## Text section
--- START ---

Well, good luck with that, even though it’s not as if TC Energy should mind. Whatever comes out is going to make them look smarter than their erstwhile business partner.
Albertans, who were already being told they were going to have to tighten their belts and take a haircut, even before the official pronouncement of TXL’s death, are now going to have to make do without that cash too, which is gone like a Bitcoin ransom paid to a hacker in St. Petersburg.
So get ready to lose a little more off the top, fellow Albertans.
Like a little old lady who just gave all her money to the “bank inspectors,” all we’ve got left to comfort ourselves is more conspiracy theories than a book about Jack Kennedy’s assassination or the cover of the Sgt. Pepper’s Lonely Hearts Club Band album.
No electorate in its right mind would re-elect a government that perpetrated a financial boondoggle on this scale, regardless of whether it was a bungle or a swindle.
That the electoral fate of Premier Kenney’s UCP Government remains an open question says a lot about the parlous state of this province’s collective mental acuity.
Kenney insiders accused of boozy illegal dinners throughout pandemic
Well, somebody wants to get rid of Mr. Kenney, even if it’s not the Opposition just yet.
The Western Standard, the online news sheet founded and run by fired UCP finance critic Derek Fildebrandt, published a story yesterday claiming several senior cabinet ministers and political advisors have been holding regular boozy restaurant dinners for months in violation of COVID-19 restrictions.
According to the right-wing publication’s report, the clandestine get togethers have been taking place behind closed doors at a restaurant blocks from the provincial Legislature in Edmonton.
The publication says it has several sources for the story of the illicit dinners. Coming in the wake of the Sky Palace patio party revelations, if the story turns out to be true it could be another devastating blow to Mr. Kenney.
Notwithstanding the fact Mr. Fildebrandt was something of a loose cannon on deck and an ambitious burr under the saddle for both former Wildrose Party leader Brian Jean and Mr. Kenney, this illustrates that the premier made a big mistake when he fired and publicly humiliated the former MLA in 2018.
He should have remembered the folk wisdom: keep your friends close and your enemies closer.

--- END ---

## Required action
Return everything from "Albertans, who were" down to "top, fellow Albertans." in the Alberta politics commentary above, copied word for word.

Dataset entries:

--- START ---

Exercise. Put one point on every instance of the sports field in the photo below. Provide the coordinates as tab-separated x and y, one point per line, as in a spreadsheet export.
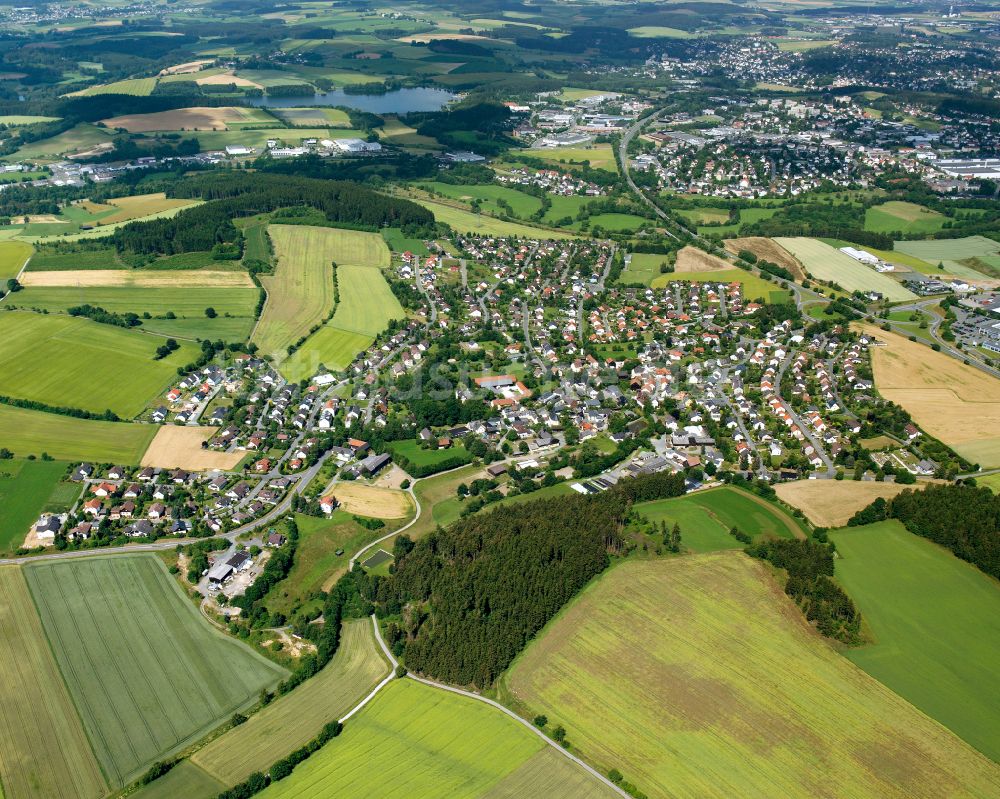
697	676
830	503
294	719
706	517
13	255
824	262
300	292
467	222
953	402
25	488
28	432
43	748
416	742
936	624
903	217
146	671
73	362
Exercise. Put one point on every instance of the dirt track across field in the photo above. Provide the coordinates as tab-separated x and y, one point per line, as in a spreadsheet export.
366	500
691	259
769	251
176	447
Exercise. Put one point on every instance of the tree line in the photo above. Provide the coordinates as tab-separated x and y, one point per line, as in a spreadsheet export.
961	517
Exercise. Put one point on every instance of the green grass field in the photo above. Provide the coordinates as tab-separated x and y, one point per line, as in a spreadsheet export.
826	263
414	741
183	780
28	432
187	303
936	623
467	222
73	362
294	719
25	488
13	255
146	671
599	156
82	137
705	518
300	292
367	304
412	451
896	216
43	747
697	676
754	287
317	564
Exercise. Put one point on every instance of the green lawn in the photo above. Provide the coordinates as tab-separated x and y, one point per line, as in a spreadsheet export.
28	432
903	217
413	452
146	671
25	489
74	362
936	624
705	518
413	742
294	719
13	254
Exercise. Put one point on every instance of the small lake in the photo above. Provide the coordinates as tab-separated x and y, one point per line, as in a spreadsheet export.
398	101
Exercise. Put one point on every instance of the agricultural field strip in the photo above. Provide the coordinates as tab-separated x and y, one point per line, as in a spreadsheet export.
827	263
125	737
37	716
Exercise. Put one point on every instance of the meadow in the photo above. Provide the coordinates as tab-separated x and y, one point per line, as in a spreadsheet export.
415	741
955	403
294	719
705	518
82	137
300	292
25	488
73	362
824	262
467	222
43	747
366	307
902	217
936	624
13	255
830	503
697	676
599	156
146	670
28	432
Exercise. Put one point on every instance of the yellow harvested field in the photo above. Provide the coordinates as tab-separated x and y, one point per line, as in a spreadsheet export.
768	250
366	500
185	68
176	447
691	259
136	278
194	118
830	503
953	402
227	79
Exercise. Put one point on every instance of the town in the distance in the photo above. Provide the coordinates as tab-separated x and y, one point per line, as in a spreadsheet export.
563	399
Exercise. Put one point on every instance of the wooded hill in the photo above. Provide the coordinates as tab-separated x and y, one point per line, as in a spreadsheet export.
963	518
239	194
473	595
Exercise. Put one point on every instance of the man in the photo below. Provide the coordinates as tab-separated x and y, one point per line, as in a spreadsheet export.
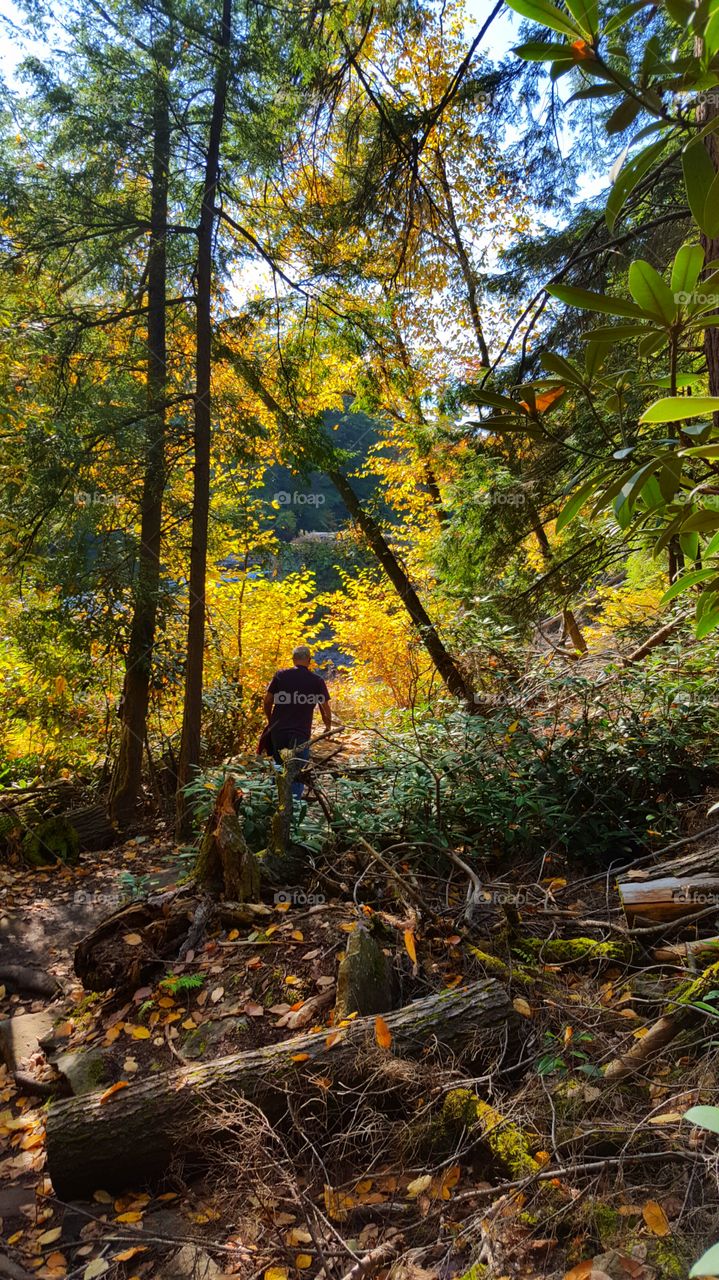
289	704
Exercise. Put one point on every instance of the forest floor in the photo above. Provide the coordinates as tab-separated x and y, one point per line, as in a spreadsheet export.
555	1173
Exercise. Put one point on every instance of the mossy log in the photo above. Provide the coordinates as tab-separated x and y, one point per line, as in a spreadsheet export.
668	897
505	1139
578	950
681	1013
104	959
133	1136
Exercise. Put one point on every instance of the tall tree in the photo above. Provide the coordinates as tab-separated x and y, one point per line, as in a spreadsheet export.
127	773
192	713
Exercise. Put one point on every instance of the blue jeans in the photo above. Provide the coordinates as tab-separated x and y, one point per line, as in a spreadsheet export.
283	740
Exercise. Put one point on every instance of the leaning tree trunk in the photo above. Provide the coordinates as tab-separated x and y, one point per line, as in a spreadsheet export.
134	1134
442	658
127	775
192	714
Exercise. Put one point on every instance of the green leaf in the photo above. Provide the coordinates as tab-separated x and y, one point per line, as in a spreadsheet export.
536	51
686	270
708	1265
651	292
669	476
690	545
701	451
586	13
699	178
677	408
623	115
686	581
575	504
479	396
701	521
710	222
632	488
708	622
713	545
575	297
546	14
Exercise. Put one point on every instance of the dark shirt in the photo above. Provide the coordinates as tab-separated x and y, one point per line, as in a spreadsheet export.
296	691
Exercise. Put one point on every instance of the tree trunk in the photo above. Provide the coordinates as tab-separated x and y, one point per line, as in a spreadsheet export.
133	1136
192	713
127	775
442	658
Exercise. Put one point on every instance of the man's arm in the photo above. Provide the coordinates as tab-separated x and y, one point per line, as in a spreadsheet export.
269	699
326	713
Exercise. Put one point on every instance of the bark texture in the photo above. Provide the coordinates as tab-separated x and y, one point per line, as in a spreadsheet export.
134	1133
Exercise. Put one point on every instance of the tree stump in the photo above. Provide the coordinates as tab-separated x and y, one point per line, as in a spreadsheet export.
225	865
134	1134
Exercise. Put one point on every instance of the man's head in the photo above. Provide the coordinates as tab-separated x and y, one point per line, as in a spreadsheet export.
301	656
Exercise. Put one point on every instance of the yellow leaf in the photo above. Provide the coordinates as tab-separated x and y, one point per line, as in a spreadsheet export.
97	1267
383	1033
337	1203
114	1088
50	1237
452	1175
655	1219
546	398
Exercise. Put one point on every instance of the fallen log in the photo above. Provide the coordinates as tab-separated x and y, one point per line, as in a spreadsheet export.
668	897
697	949
120	1141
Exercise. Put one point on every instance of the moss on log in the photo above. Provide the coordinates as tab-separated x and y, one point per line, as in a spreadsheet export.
136	1133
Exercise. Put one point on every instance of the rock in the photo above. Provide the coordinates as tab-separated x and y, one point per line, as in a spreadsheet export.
189	1264
614	1265
85	1072
21	1036
365	982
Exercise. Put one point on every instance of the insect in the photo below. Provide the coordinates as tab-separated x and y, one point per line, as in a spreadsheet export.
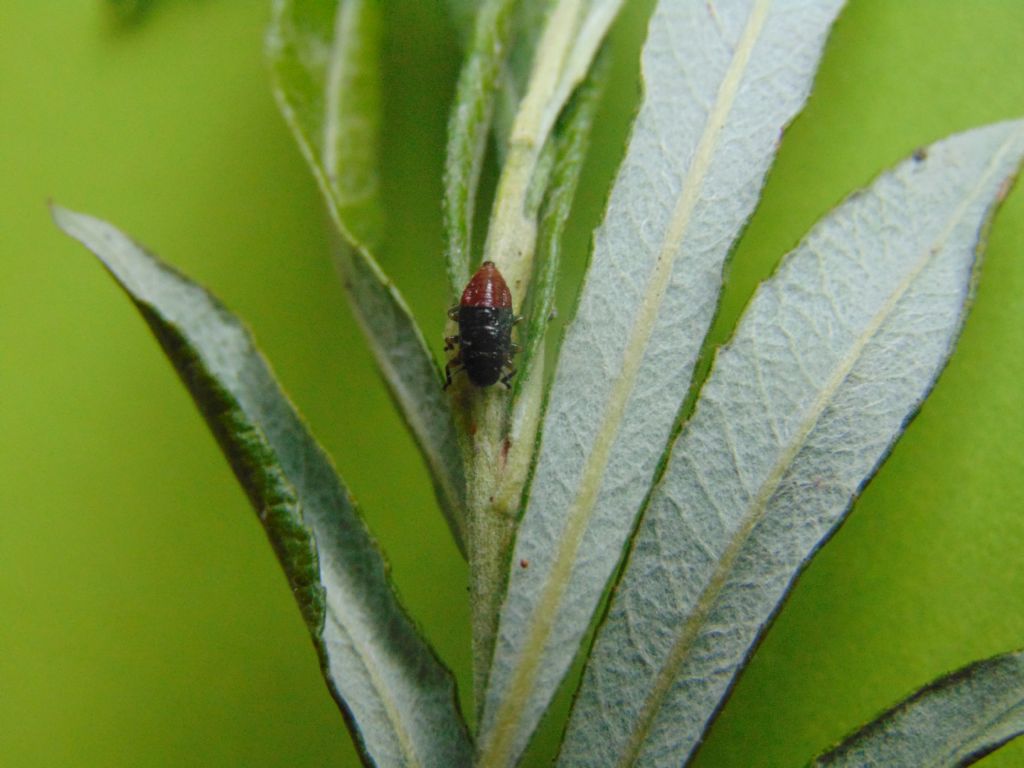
484	340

--- END ---

## Output
Albertans, who were already being told they were going to have to tighten their belts and take a haircut, even before the official pronouncement of TXL’s death, are now going to have to make do without that cash too, which is gone like a Bitcoin ransom paid to a hacker in St. Petersburg.
So get ready to lose a little more off the top, fellow Albertans.